TRY IT: Nothing should be left out: repeat all the data exactly.

AVAILABLE RECORDS: Begin

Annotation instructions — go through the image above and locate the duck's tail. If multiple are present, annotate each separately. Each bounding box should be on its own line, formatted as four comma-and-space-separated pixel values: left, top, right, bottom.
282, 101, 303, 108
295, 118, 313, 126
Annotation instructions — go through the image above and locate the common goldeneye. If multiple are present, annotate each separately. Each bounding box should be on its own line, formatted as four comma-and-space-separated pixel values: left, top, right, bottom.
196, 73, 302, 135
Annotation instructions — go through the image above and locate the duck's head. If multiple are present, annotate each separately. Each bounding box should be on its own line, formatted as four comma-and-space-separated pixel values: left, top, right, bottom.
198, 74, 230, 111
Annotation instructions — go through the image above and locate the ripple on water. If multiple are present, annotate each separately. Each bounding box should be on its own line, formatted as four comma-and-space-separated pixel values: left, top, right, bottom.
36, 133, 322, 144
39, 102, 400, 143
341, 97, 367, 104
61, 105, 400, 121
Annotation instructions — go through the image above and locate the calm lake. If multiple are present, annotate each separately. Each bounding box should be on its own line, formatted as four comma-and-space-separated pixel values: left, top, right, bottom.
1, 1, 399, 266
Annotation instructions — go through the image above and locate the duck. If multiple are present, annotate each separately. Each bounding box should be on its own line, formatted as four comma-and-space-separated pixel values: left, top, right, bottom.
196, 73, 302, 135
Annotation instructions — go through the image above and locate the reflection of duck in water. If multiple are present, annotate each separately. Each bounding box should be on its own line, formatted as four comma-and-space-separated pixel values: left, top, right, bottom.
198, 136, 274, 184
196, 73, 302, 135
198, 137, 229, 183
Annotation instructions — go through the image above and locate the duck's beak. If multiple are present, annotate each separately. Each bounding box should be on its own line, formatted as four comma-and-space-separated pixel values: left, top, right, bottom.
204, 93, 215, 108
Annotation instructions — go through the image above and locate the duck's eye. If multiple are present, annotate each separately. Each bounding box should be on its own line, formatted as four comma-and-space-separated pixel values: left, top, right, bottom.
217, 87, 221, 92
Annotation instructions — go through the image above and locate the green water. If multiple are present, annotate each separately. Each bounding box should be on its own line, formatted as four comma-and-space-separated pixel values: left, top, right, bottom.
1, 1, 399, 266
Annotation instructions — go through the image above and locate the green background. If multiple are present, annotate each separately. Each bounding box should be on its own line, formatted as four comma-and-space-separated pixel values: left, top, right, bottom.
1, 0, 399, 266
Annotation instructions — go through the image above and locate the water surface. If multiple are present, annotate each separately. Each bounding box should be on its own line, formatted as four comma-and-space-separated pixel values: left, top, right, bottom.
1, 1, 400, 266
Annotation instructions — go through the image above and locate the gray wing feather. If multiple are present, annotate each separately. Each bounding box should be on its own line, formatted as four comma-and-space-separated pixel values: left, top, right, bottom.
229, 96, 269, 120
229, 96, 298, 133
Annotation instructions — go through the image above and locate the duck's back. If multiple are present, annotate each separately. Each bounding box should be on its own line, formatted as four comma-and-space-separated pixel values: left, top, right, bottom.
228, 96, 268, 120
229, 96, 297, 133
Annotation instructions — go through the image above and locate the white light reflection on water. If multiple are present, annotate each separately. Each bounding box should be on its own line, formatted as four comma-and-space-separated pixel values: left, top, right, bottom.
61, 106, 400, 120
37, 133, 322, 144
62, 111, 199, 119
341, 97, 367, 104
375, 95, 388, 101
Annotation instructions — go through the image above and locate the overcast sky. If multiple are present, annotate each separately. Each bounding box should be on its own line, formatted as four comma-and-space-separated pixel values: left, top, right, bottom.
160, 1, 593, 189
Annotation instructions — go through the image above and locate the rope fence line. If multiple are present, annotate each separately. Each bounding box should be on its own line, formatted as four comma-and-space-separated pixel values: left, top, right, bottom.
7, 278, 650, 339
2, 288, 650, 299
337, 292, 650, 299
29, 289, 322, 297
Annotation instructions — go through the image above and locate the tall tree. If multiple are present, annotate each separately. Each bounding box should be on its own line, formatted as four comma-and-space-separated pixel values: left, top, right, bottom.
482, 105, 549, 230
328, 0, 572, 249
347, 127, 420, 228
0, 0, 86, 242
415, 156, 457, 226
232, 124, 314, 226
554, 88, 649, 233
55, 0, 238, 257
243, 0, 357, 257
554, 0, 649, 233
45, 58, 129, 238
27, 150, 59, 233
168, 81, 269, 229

AVAILABLE RECORDS: End

OUTPUT FOR THIS TASK:
Annotation instructions — go through the image above and locate the duck's tail. If multiple are present, annotate each separately. Each bounding box should be on its own line, formatted as four comma-and-space-separated pixel values: left, top, right, bottom.
282, 101, 303, 108
295, 118, 313, 126
Annotation instructions — go through the image above and locate the common goldeneye. If multiple are present, annotate each separately. Each bounding box should be on its own line, formatted as four comma-and-space-separated pixel values: left, top, right, bottom.
196, 73, 302, 135
Annotation instructions — go through the image above and locate the duck's head. If multiple are present, annotate each separately. Each bounding box should be on its own line, formatted as four comma-and-space-separated pixel values: left, top, right, bottom.
198, 74, 230, 111
Annotation instructions — go through the image above and locate the ripple on water. If multiple are present, annotate each separately. Each bounding box should be on its own line, formatted as four comma-and-space-separated pixel values: left, top, right, bottom.
36, 133, 322, 144
39, 102, 400, 143
341, 97, 367, 104
61, 105, 400, 121
Annotation instructions — go through the image above and locate the calm lake. If multiple are present, annotate each separately. Each bounding box should be on its own line, formatted as four comma-and-space-separated pixel values: left, top, right, bottom.
1, 1, 399, 266
Annotation instructions — go through the image above and locate the duck. If multiple are present, annotate each separately. Each bounding box should be on its own line, formatted as four comma-and-space-separated pixel values: left, top, right, bottom.
196, 73, 302, 135
Annotation instructions — go through the image above and locate the reflection of duck in water. If multiple are present, annotate each separately. Each bounding box should be on its own line, formatted as four comma-and-space-separated pixel values: left, top, right, bottom.
198, 136, 274, 184
196, 73, 302, 135
198, 137, 229, 183
Annotation instructions — go through the image above and locate the duck's beak. If multiple are present, annotate each separately. Each bounding box should be on its own line, formatted as four comma-and-space-separated pixel values: left, top, right, bottom.
204, 93, 215, 108
Annotation instructions — go through the image above and locate the duck's eye. If multiple are present, annotate each separately. Each bounding box should be on its own line, formatted as four comma-and-space-separated pixel values: left, top, right, bottom.
217, 87, 221, 92
Annotation instructions — go through the image above and locate the green water. If multiple are present, annotate each separately. Each bounding box should be on its own line, formatted as four comma-and-space-separated pixel values: left, top, right, bottom.
1, 1, 399, 266
Annotation instructions — go through the image above and locate the green background. If multiple are present, annotate each separately. Each bounding box should be on its own line, formatted as four comma-and-space-separated pixel values: left, top, right, bottom.
1, 0, 399, 266
Annotation instructions — go through the image above and locate the water surface. If multiple are present, annotate each separately. Each bounding box should be on its own line, formatted as four comma-and-space-separated pixel values: left, top, right, bottom.
1, 1, 400, 266
Annotation instructions — go through the image above and locate the gray wing feather. If multiple are present, annotate each separately. Each bounding box should be on its own line, formatted as four comma-and-space-separated pixel values: left, top, right, bottom.
229, 96, 269, 120
229, 96, 298, 133
Annotation instructions — go through the image above and locate the duck's back. If multiple are present, annotate each separately. Each bounding box should be on its own line, formatted as four comma-and-space-separated pixel values: left, top, right, bottom.
228, 96, 268, 120
229, 96, 297, 133
Annotation instructions — go through the image above and locate the white light reflection on water. If multiple are present, annotate each separately. Each bounding box should be on its own line, formatted as four comma-and-space-separated pixel values: left, top, right, bottom.
61, 106, 400, 120
37, 133, 322, 144
62, 111, 199, 119
341, 97, 367, 104
375, 95, 388, 101
Annotation instructions — go through the image above and locate the overcast sky. If multiple are present, annotate each separately. Each bounding box should be on its own line, formatted as four comma-and-space-separated pixel values: left, top, right, bottom.
160, 1, 593, 189
Annotation instructions — go through the image above and locate the rope fence line. If multiple are present, annotate each separately. Each bounding box should be on its own line, formatted as four comma-and-space-separated pixel values: left, top, right, bottom.
7, 278, 650, 339
2, 288, 650, 299
337, 292, 650, 299
29, 289, 322, 297
Annotation instructions — go through the image above and locate the tall tree. If multiple are present, annotate each separately. Each bounding box should be on its own line, formatted as four comma-and-space-separated pixel values: left, top, right, bottom.
482, 105, 549, 230
328, 0, 572, 249
347, 127, 420, 228
0, 0, 86, 242
415, 156, 457, 226
232, 124, 314, 226
554, 88, 649, 233
55, 0, 238, 257
243, 0, 357, 257
554, 0, 649, 233
45, 58, 129, 238
27, 150, 59, 233
168, 81, 269, 229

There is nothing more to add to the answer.